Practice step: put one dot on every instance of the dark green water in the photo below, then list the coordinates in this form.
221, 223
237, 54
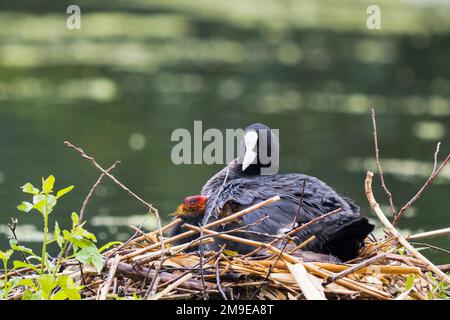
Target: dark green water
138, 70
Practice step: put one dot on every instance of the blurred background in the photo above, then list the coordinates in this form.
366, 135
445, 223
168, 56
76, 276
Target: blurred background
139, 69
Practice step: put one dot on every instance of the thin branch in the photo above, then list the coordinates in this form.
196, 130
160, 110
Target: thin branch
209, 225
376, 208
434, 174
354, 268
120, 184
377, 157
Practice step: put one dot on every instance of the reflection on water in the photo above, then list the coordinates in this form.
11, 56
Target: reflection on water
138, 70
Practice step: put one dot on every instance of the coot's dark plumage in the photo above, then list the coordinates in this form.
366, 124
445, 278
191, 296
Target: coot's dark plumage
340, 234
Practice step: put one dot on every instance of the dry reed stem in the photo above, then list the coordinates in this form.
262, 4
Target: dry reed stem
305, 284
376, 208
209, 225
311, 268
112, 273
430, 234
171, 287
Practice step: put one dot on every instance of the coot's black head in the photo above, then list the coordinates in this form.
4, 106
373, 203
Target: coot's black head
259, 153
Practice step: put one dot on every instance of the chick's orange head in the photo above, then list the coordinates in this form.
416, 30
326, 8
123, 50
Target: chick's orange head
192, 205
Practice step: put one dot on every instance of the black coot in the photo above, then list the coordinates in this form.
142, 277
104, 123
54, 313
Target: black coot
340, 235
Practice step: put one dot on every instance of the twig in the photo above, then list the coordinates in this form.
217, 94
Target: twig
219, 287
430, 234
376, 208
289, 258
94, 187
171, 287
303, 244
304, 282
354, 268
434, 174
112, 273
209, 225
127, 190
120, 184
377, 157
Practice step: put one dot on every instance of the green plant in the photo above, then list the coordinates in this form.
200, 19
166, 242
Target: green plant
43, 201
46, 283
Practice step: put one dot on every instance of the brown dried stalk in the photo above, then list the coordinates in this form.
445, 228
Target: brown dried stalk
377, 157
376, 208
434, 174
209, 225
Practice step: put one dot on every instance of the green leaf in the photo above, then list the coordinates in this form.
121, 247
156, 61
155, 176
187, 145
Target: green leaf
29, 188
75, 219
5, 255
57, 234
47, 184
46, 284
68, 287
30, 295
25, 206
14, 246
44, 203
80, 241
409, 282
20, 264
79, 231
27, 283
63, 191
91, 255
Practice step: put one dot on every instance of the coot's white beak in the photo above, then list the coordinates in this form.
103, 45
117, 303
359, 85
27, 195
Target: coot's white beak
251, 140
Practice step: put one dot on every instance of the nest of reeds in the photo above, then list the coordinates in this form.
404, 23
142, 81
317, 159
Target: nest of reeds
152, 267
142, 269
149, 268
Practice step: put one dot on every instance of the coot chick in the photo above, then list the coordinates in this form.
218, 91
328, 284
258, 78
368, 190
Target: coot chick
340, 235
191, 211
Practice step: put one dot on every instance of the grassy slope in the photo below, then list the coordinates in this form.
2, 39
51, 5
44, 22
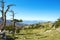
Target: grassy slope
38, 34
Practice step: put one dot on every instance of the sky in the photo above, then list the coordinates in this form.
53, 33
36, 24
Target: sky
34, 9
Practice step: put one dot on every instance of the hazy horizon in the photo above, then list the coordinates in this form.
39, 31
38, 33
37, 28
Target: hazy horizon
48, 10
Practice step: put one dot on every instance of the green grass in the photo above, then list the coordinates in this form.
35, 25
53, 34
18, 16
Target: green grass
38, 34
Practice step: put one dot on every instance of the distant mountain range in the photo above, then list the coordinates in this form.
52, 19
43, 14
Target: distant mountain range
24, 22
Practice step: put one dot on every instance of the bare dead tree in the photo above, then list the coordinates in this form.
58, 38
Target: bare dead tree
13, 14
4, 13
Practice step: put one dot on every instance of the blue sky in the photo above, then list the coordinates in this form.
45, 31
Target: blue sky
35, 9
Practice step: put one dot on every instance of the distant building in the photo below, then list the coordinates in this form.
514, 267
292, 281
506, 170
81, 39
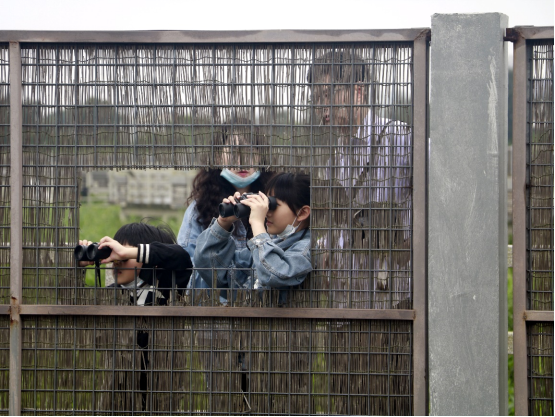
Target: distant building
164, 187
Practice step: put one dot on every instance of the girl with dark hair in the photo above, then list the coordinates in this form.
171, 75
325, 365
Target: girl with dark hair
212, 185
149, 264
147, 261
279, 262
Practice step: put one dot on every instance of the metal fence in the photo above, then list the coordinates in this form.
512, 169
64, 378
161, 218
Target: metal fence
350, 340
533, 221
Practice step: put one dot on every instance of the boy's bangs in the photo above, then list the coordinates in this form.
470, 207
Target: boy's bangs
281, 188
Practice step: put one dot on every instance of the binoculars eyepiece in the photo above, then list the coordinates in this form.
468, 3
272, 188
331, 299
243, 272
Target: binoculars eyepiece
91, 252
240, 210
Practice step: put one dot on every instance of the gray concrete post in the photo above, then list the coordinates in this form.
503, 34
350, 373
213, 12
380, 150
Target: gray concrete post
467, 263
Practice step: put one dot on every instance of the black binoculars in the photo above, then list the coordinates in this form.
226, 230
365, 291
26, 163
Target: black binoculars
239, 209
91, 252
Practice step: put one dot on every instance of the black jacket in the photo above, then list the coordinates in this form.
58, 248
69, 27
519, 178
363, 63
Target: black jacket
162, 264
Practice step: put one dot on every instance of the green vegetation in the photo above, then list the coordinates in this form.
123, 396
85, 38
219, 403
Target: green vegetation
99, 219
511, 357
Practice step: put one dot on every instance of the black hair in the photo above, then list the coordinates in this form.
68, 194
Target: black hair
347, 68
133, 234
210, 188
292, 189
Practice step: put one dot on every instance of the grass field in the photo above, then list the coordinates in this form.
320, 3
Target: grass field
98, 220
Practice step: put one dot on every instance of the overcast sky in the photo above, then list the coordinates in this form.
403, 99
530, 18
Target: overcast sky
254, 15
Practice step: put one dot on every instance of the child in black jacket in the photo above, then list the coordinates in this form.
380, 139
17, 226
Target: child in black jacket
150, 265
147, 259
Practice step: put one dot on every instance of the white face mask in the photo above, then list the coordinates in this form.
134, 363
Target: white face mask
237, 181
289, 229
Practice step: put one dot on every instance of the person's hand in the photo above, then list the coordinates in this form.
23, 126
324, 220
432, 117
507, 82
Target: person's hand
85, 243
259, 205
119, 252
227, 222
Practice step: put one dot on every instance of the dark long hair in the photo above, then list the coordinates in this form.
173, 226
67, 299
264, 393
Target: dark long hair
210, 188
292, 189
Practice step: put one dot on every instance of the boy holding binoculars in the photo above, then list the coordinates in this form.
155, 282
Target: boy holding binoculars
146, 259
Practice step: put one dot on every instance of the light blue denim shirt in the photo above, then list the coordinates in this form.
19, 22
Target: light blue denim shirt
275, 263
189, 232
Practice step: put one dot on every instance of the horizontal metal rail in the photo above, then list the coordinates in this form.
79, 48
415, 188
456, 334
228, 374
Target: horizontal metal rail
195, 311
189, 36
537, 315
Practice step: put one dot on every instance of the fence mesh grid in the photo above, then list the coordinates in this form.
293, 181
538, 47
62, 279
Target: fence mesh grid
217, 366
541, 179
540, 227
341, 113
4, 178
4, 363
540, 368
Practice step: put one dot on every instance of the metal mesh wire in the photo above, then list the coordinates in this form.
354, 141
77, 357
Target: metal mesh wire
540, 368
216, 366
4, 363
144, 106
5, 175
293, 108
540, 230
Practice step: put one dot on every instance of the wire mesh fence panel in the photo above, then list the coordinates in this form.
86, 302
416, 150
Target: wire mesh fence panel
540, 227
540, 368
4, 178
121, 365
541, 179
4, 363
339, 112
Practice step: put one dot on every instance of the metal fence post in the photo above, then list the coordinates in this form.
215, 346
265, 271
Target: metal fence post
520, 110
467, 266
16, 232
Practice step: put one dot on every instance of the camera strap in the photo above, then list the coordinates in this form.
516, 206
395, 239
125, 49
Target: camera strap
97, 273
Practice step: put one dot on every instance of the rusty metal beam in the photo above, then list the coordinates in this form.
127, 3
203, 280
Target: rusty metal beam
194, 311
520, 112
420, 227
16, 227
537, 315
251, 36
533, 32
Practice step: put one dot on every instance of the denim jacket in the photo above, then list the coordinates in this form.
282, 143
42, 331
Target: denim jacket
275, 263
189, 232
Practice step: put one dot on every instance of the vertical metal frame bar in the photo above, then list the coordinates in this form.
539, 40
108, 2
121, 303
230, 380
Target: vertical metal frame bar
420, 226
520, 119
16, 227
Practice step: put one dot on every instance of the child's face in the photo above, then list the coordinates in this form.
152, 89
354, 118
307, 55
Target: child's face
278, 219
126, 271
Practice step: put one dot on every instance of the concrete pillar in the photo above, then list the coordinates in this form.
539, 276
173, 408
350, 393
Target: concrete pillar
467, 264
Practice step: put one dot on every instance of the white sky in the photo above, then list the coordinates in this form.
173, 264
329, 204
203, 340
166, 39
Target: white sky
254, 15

--

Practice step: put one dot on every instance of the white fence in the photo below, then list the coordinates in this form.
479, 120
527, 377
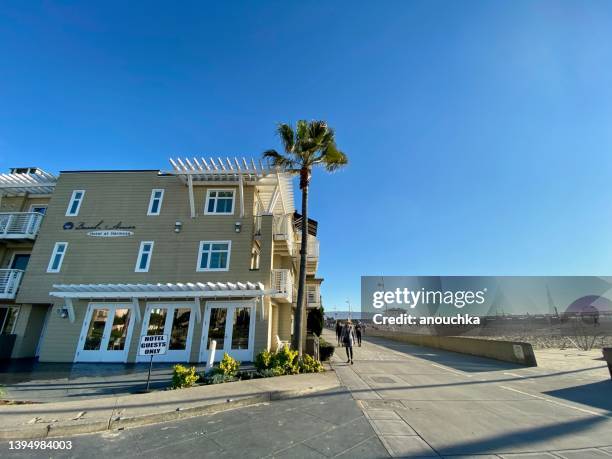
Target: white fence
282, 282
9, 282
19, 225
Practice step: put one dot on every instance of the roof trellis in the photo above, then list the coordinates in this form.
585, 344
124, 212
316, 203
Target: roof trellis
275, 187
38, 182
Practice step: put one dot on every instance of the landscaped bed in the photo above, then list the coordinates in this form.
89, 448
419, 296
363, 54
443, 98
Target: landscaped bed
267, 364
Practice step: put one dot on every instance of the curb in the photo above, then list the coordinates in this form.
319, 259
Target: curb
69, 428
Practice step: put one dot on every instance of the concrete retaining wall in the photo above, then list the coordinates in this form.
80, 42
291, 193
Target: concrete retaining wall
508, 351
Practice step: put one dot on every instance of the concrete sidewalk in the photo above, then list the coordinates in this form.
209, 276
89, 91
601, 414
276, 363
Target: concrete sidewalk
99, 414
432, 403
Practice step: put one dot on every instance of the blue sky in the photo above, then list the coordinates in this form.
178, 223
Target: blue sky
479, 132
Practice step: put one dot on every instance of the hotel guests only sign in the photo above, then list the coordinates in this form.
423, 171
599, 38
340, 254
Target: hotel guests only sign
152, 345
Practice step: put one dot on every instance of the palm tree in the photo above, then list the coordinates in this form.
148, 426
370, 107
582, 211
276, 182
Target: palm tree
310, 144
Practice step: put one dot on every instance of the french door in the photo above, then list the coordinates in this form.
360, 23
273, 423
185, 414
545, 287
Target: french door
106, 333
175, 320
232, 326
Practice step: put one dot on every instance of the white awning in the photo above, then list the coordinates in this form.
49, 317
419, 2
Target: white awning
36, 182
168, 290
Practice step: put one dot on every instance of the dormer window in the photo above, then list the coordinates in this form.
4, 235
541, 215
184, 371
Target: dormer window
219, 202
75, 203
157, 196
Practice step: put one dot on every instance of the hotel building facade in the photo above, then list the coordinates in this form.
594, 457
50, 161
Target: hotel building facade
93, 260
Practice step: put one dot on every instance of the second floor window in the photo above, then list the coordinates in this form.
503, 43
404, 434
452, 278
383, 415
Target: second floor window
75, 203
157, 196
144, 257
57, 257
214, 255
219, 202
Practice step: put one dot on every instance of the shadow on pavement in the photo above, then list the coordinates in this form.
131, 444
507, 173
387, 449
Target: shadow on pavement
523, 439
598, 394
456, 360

...

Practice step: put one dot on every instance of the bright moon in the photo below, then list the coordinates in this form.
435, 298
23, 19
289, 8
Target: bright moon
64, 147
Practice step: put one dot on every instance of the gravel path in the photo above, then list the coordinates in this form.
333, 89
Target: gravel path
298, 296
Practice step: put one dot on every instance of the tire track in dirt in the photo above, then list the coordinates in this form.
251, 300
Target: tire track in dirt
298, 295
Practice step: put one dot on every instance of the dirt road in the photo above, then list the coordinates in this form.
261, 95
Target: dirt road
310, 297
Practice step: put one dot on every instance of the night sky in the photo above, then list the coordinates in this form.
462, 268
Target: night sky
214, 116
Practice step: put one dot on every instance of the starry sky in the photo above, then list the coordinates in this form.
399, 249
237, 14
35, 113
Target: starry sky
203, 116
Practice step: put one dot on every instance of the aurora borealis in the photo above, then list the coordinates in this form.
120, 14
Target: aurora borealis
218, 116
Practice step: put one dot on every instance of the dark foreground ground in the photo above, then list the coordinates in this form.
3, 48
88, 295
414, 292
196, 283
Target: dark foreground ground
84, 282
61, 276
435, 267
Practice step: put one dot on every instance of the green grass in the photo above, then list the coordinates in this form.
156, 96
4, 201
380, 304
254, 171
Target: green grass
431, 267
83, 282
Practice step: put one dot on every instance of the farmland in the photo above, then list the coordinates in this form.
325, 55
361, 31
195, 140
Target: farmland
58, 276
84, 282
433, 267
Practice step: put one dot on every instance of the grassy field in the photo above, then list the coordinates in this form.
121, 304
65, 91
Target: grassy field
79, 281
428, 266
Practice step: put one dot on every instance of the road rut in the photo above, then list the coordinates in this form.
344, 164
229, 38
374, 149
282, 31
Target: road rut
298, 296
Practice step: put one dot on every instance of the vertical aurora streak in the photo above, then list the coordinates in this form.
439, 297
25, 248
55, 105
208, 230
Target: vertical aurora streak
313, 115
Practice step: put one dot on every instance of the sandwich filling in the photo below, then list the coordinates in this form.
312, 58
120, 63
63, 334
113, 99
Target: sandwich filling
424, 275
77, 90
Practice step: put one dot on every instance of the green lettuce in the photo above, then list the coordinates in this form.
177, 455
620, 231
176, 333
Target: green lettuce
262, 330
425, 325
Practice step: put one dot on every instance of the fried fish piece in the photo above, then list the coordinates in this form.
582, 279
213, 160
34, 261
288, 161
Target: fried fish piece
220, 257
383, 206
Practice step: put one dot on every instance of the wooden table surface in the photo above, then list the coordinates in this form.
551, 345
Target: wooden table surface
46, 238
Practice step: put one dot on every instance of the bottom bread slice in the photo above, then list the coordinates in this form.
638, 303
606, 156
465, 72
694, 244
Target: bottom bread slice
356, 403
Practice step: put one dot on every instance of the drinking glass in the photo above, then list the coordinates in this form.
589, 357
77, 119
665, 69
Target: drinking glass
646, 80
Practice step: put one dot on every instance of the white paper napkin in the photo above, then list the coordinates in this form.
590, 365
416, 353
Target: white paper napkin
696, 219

TASK OBJECTIVE.
Report the number of lines in the listing above that include the word "below", and nothing else.

OUTPUT OF THE TASK.
6